What you are asked to do: Take every line of the material below that includes the string "hall" and copy it out.

Input data:
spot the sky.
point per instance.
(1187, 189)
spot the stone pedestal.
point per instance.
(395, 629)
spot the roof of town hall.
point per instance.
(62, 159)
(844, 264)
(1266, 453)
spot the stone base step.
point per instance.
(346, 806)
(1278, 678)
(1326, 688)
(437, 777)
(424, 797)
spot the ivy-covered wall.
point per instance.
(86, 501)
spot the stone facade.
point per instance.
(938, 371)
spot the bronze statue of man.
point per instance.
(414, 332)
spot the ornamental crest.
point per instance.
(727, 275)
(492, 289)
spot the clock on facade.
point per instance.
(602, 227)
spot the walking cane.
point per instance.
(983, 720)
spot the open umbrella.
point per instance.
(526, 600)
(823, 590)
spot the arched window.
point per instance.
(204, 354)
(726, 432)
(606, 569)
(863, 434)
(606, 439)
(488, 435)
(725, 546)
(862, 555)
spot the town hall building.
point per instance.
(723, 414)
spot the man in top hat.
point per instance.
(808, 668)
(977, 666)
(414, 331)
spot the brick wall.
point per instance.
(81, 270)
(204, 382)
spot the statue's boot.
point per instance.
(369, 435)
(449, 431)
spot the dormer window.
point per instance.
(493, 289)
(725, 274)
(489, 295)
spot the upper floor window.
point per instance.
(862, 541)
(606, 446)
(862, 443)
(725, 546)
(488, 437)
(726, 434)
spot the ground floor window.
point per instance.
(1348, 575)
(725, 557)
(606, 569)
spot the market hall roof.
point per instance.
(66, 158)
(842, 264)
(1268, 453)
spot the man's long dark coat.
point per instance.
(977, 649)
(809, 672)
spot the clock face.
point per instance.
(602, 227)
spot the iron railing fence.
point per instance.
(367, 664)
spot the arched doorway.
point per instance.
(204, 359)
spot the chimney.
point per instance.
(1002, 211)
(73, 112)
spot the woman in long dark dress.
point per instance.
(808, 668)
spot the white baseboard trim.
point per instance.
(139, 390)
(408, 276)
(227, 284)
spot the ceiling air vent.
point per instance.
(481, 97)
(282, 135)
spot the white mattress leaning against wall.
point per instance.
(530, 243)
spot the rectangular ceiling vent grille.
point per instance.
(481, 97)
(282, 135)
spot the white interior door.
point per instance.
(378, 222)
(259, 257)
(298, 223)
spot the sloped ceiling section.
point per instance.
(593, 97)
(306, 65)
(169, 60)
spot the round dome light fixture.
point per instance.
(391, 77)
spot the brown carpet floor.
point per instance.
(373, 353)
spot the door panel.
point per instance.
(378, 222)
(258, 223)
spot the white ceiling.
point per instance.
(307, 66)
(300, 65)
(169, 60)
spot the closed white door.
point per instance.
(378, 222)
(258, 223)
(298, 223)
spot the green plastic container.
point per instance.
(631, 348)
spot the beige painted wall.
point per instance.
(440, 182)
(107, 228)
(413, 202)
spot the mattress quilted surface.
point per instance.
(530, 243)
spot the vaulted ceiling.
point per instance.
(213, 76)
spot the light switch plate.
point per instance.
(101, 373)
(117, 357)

Output for this exercise:
spot the roof of town hall.
spot the town hall building.
spot the market hall roof.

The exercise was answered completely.